— Document passage —
===

And yet Theresa no longer thinks of this kind of autonomy as the highest good. She now values her own family higher. This means that she doesn't attack the family as an oppressive restriction on her personal autonomy; instead, she identifies her own interests with that of the family and she seeks to act for the benefit of her family.

The attempt to maintain an autonomist politics whilst identifying positively with her family leads to this curious position:

What makes your mothering feminist?

The fact that I'm doing what is right for my family and not what's best for society or some other outside influence. I make the choices. With my husband. Not my priest or my husband's boss or the mayor of our city or the writer with a big paycheck.


She still applies the logic of autonomy theory to the wider society, but from the vantage point of her own family, rather than herself as an individual. Even so, the basic shift is away from the absolute value of autonomy:

I grew up knowing that I shouldn't sacrifice myself to a job or a partner ... Yet, now I also know that the act of sacrifice is ultimately good for me, connecting me to the world and making me human.


This reminds me of what Alice James, sister of the famous American novelist Henry James, had to say of her spinsterhood:

to have no one to care and 'do for' daily is not only a sorrow but a sterilizing process.


Marjorie was the second feminist mother interviewed. She too is a woman who followed an autonomist culture by valuing independence above all else, by intending to remain childless and by intending to return to work once she had children. Again, though, after she had children she began to value family more highly than these forms of autonomy:

I am shocked and bewildered by how much I love my kids and love mothering them. I have a vague recollection of swearing I would never have children (and double- and triple-swearing that I would never have children), but I can't remember why now ...

I have also been surprised that I absolutely need my husband and family and friends to get through it all. I think I first said, "Me do it myself," at two years of age and said it until the moment before Martin was born. I absolutely need them to help me.

I don't feel like I've sacrificed my career in a negative way because the alternative was sacrificing this time with my children, which, to me, would have been the worse option. I thought I was going back to work, but I didn't even consider it once I had the baby.


The one aspect of patriarchy theory Marjorie still clings to is that of gender being an unnatural, oppressive construct. Yet, given that she herself is following a traditional gender pattern of stay at home motherhood, she feels conflicted:

I sometimes feel compromised and have trouble identifying as a feminist mother since I get so bogged down by the stay at home mother/housewife stereotype.


It's a pity she doesn't realise that once you no longer hold autonomy to be the one, overriding value, there is no reason to judge the traditional female role as inferior and therefore no need to attack gender as an oppressive construct. Her residual feminism is making her feel unnecessarily uncomfortable in what she is doing.

The third interview is the saddest. Rose is a sole parent with three children. The father of the third child is a "baby daddy" - he has some kind of parenting role but is not her partner.

===

— Requirements —
Set down the passage on feminist mothers verbatim, from the words containing "She still applies" through "making me human.". The data that follows was drawn from a separate source.

===

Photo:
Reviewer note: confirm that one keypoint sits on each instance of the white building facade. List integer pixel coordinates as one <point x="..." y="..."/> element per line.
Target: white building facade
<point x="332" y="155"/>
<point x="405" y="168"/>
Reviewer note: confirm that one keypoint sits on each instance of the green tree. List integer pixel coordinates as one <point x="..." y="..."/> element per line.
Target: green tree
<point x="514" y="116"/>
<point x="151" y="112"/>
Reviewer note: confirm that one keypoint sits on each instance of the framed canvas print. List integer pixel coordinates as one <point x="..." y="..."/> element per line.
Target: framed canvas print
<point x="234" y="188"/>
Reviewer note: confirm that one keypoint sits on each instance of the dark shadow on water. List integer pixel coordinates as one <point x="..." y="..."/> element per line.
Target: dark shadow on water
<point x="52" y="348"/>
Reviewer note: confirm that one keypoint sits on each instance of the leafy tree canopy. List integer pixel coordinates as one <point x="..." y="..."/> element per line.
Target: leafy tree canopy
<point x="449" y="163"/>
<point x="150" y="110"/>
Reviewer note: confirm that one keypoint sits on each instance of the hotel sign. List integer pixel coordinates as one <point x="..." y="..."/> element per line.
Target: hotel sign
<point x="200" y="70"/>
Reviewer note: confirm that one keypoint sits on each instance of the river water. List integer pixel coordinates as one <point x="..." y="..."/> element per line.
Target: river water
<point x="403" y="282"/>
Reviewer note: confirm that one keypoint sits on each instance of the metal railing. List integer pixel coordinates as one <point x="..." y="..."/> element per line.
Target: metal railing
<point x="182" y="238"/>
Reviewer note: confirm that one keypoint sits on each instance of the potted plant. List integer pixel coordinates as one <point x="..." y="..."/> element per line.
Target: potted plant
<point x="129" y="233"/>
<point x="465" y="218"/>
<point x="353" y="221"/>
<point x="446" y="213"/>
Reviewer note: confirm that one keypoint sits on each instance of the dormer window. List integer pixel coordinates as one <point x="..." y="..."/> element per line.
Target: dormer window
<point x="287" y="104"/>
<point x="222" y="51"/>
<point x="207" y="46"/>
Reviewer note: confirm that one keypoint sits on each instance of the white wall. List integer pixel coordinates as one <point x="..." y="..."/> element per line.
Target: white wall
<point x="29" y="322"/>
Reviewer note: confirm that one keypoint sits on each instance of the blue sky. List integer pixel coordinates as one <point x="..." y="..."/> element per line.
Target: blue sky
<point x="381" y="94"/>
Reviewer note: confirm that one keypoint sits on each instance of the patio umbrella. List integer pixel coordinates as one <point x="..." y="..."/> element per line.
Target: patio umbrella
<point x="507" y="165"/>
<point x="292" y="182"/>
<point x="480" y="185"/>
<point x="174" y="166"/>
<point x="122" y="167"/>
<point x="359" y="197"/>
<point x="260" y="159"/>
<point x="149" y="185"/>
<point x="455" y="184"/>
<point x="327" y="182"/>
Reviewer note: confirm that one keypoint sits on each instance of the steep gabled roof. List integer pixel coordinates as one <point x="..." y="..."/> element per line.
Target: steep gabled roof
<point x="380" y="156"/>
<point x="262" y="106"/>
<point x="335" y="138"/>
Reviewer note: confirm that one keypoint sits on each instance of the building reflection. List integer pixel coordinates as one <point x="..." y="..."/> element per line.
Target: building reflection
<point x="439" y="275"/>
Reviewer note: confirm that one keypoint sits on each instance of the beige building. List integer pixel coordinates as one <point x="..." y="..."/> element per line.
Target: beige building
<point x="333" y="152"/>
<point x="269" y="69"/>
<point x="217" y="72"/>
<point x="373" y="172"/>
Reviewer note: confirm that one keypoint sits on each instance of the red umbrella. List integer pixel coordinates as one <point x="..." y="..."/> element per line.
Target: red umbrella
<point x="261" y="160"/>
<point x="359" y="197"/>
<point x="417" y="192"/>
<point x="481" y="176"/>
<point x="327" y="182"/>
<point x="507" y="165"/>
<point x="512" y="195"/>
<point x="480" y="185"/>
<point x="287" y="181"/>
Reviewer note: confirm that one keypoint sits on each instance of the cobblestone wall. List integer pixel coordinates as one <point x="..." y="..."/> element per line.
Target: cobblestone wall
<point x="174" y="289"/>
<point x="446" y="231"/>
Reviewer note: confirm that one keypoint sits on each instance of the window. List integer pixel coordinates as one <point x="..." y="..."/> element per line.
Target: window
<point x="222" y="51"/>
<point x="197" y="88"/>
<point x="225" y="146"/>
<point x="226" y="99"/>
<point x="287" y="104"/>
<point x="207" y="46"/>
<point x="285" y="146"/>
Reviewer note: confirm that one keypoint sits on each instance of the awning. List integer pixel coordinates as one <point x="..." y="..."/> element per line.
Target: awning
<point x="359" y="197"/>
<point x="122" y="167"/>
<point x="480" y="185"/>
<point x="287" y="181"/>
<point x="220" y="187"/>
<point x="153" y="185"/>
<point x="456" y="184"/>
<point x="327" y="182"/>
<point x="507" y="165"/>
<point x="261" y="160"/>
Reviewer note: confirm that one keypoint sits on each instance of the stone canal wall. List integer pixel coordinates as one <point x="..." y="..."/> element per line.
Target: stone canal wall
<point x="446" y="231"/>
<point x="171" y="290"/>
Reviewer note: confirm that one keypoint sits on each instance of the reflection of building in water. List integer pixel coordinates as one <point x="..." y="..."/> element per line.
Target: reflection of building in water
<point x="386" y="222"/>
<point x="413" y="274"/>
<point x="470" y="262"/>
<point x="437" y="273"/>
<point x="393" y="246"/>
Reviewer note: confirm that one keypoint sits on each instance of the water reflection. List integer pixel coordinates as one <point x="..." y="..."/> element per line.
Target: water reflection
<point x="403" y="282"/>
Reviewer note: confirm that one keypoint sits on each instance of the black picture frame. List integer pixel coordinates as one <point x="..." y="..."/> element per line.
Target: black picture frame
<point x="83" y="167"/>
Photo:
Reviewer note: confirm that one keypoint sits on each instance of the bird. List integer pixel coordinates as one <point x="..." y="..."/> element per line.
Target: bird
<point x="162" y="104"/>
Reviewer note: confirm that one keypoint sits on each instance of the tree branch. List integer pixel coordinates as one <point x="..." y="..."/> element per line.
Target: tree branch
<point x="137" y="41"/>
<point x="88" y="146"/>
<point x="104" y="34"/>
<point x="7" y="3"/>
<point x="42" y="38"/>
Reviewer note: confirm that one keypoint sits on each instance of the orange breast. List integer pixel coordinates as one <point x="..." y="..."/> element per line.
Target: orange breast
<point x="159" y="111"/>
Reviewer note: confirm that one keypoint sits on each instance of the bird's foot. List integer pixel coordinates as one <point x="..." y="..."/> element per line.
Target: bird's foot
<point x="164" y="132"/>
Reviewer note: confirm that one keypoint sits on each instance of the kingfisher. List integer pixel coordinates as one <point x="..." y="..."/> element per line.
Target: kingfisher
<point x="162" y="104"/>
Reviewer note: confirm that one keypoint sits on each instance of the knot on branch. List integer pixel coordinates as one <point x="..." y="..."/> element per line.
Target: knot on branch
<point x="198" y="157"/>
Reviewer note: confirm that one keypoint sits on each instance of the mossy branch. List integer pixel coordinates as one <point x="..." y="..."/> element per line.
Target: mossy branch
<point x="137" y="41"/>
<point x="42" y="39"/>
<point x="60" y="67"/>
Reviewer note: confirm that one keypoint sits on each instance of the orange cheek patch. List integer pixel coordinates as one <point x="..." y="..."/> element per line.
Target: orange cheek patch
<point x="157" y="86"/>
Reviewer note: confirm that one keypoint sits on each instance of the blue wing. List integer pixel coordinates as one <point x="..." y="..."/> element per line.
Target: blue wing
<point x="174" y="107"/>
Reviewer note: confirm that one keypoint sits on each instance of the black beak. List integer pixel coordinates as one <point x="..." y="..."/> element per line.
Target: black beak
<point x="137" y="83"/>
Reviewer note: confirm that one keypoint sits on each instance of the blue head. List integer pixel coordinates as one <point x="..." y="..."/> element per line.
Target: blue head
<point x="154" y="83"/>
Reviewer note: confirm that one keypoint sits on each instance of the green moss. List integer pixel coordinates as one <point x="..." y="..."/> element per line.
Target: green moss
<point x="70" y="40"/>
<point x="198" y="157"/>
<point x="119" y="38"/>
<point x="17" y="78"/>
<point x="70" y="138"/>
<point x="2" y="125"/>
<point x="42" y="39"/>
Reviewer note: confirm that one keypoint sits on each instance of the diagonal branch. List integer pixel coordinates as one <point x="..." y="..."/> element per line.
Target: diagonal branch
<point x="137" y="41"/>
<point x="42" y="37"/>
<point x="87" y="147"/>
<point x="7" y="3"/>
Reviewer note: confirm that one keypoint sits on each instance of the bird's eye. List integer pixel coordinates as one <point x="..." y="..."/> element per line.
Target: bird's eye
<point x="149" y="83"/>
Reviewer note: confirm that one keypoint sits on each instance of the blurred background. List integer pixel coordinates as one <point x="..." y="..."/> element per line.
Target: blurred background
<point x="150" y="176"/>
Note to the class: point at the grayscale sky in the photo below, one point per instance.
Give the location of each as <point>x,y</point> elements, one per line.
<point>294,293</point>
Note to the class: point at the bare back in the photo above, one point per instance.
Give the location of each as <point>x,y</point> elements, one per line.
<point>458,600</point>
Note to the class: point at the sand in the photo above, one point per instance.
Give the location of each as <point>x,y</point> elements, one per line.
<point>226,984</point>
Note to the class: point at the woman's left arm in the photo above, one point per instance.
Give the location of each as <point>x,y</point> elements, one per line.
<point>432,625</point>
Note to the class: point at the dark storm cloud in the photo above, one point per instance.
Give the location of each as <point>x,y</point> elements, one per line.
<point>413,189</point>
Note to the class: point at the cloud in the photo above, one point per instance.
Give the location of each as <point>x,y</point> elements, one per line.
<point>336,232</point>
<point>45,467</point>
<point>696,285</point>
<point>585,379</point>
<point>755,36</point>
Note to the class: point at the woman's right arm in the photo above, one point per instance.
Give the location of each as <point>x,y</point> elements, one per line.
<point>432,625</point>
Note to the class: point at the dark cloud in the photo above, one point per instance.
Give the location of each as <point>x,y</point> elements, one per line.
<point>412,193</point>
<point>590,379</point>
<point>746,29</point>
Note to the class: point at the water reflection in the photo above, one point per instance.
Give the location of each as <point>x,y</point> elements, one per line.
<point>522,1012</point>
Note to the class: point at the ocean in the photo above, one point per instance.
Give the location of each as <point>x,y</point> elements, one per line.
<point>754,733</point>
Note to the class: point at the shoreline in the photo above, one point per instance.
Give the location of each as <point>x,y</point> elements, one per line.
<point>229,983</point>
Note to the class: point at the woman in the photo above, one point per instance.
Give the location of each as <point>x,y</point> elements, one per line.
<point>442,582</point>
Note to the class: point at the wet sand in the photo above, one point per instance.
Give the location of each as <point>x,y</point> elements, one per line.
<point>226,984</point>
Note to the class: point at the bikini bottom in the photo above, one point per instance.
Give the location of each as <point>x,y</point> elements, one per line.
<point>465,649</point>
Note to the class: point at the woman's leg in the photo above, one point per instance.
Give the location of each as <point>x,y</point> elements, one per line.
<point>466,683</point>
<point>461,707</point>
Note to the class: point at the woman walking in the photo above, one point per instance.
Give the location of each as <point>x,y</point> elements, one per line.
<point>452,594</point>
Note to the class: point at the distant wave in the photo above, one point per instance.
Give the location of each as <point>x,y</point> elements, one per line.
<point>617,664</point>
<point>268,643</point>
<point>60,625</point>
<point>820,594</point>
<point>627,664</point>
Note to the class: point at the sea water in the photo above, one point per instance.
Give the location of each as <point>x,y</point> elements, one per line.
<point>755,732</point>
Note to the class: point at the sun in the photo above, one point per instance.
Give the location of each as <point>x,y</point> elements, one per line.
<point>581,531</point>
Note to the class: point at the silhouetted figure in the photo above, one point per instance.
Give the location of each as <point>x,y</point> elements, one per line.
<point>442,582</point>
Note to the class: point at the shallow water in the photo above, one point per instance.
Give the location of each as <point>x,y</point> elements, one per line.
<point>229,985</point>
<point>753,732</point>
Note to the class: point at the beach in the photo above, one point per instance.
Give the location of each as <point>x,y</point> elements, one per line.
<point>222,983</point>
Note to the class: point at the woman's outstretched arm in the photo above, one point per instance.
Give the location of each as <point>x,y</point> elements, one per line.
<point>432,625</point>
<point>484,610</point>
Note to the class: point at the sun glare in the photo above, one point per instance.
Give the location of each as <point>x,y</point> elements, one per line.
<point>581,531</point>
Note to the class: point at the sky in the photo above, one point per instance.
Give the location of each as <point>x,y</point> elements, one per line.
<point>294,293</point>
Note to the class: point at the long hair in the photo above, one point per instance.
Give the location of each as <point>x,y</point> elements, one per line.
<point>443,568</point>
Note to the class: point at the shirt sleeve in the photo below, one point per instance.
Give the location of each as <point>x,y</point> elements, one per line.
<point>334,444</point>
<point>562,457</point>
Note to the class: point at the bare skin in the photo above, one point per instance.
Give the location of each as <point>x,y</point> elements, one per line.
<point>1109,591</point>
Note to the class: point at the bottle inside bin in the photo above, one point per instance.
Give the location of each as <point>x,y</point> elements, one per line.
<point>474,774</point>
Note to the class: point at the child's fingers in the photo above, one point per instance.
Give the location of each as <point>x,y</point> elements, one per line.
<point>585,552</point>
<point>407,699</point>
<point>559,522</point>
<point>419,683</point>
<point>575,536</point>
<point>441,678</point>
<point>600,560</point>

===

— Correct answer —
She still applies the logic of autonomy theory to the wider society, but from the vantage point of her own family, rather than herself as an individual. Even so, the basic shift is away from the absolute value of autonomy:

I grew up knowing that I shouldn't sacrifice myself to a job or a partner ... Yet, now I also know that the act of sacrifice is ultimately good for me, connecting me to the world and making me human.